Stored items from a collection
== Segment start ==

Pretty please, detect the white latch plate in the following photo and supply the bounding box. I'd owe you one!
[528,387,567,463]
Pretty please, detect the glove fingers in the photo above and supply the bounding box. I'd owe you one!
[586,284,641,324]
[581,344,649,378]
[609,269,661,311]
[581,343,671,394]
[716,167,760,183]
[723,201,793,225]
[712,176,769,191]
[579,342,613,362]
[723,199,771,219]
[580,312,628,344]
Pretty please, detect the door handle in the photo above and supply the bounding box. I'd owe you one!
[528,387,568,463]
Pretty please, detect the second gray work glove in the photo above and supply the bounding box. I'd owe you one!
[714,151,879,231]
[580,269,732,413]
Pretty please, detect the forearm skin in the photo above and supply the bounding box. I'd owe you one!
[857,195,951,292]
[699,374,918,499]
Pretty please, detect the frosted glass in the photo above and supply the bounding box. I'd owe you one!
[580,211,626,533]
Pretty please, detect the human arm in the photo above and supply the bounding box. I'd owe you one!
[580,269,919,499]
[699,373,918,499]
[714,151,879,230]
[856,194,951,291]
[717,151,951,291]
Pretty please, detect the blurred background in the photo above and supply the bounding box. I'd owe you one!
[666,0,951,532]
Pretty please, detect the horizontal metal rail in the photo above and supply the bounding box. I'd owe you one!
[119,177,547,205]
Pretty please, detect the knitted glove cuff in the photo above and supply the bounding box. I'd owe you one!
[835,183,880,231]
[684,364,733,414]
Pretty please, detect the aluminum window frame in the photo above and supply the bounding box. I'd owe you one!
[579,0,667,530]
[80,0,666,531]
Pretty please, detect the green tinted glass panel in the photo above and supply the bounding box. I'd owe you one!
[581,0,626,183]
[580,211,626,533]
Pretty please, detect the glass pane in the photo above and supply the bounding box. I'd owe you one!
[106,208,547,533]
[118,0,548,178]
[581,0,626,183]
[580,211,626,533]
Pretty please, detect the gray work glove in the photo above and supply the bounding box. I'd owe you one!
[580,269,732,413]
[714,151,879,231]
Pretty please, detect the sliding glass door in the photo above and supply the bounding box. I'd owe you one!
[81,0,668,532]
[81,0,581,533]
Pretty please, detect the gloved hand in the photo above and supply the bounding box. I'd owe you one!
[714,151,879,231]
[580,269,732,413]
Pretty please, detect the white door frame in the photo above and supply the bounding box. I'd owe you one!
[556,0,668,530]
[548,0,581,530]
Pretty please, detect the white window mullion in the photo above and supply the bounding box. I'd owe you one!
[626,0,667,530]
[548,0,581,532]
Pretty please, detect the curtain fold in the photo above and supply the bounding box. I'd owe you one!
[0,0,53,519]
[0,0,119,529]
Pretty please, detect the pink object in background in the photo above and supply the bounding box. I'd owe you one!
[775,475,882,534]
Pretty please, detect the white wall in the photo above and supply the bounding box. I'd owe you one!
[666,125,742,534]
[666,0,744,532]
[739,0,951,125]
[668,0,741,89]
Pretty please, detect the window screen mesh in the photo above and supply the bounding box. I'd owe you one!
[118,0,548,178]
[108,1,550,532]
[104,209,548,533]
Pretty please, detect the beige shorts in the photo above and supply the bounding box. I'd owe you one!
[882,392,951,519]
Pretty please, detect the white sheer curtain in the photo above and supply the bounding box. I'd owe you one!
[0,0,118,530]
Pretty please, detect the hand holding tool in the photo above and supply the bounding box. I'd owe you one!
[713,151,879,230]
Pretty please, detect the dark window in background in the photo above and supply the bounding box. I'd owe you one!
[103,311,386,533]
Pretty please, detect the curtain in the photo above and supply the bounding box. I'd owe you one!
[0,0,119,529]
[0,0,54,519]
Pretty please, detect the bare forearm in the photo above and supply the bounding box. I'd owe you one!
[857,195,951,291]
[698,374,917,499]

== Segment end ==

* _Exercise aim_
Restate the records, all of them, precisely as written.

* _Exercise result_
Pretty please, detect the white latch plate in the following photo and supply the bounding box. I'd owe you one!
[528,387,567,463]
Pretty please, detect the glove fingers in the photo above and supply the bounding box. I'd owe you one!
[586,284,641,324]
[581,344,649,378]
[609,269,661,311]
[581,343,671,394]
[716,167,760,183]
[723,201,793,225]
[712,176,769,191]
[579,342,613,362]
[723,199,771,219]
[580,312,628,344]
Pretty please, detect the door handle in the photo above and supply the bounding box. I'd owe you one!
[528,387,568,463]
Pretty please, detect the second gray work glove in the photo above and supply the bounding box. I'd owe you one!
[714,151,879,231]
[580,269,732,413]
Pretty please, detect the forearm skin in the photo above and supply the bounding box. I'd owe you one!
[857,195,951,292]
[699,374,918,499]
Pretty please, detect the frosted glass in the photo above and supply the bounding box. I'd owe you one!
[580,211,626,533]
Pretty please, detect the human arm in the photo above and supply the bounding box. I'd owe you one!
[580,269,919,499]
[699,373,918,499]
[714,151,879,230]
[856,194,951,291]
[717,151,951,291]
Pretty please, detect the blurred background in the photo above and supply the bounding box. I'd owe you one!
[666,0,951,532]
Pretty please, detect the horizontal metal rail in the photo above and supply the bounding box. I'd owe you one!
[119,177,547,205]
Pretty please, detect the knitted glove cuff in the photo above and supply the bounding box. I'd owe you one!
[835,183,880,231]
[684,364,733,414]
Pretty please, detect the aluminum window frame in the photo above and supply the bounding box. I'd owe you one!
[579,0,667,530]
[80,0,666,531]
Pretty please, detect the green tinted glass panel in the photo above and supply the bounding box. I'd owe you one!
[581,0,626,183]
[580,211,626,533]
Pretty please, detect the glass pane in the photo above and supply the bounding box. I'd owe you one!
[106,208,547,533]
[118,0,548,178]
[581,0,626,183]
[580,211,626,533]
Pretty please, detect the gray work glove in the photo above and supply the bounding box. I'd owe you one!
[580,269,732,413]
[714,151,879,231]
Pretty please, detect the sliding glass door in the photo above and supply the bounding box. I'd owe you one!
[81,0,668,532]
[81,0,581,533]
Pretty please, detect the gloved hand in the photo above and supply the bounding box. I'd owe you one!
[714,151,879,231]
[580,269,732,413]
Pretty please, detect the white door frame in the photo above and supply the bounding box. I'd owe you one!
[556,0,668,530]
[548,0,581,530]
Pretty please, detect the white window mullion in the photo above and supply the bounding box. I'd owe you one!
[626,0,667,530]
[548,0,581,532]
Pretty please, detect the curtain fold in the photo above and supply the bounding box. I'd owe you one!
[0,0,53,519]
[0,0,119,529]
Pretty please, detect the pink object in background in the photo above and supply the bounding box. I'd owe you one!
[775,475,882,534]
Pretty please, detect the white wall in the photo above and supply the bounding box. I'd owe you one!
[666,125,742,534]
[666,0,744,532]
[739,0,951,125]
[668,0,741,89]
Pretty please, detect the window screen mesh in the photo above and supply the bounding box. I'd owe you one!
[118,0,548,178]
[108,1,550,532]
[104,209,548,533]
Pretty please, detect the beige shorts in the photo above and supply the bounding box. I'd owe you one!
[882,392,951,519]
Pretty please, detect the white sheer curtain in the photo above and supply the bounding box. I'd owe you one!
[0,0,118,530]
Pretty please, detect the hand holding tool in the photo above and supply the bounding box. I'd owe you one!
[713,151,879,230]
Pretty please, detect the dark window in background in the photo above and supply the bounding box. I'd owe you one!
[103,311,386,533]
Pretty please, detect the curtain in the photo above and supply the bounding box. I'd owe you one!
[0,0,119,529]
[0,0,54,519]
Pretty please, detect the bare forearm in the photo above and supply the bounding box. I'd owe you one!
[857,195,951,291]
[698,374,917,499]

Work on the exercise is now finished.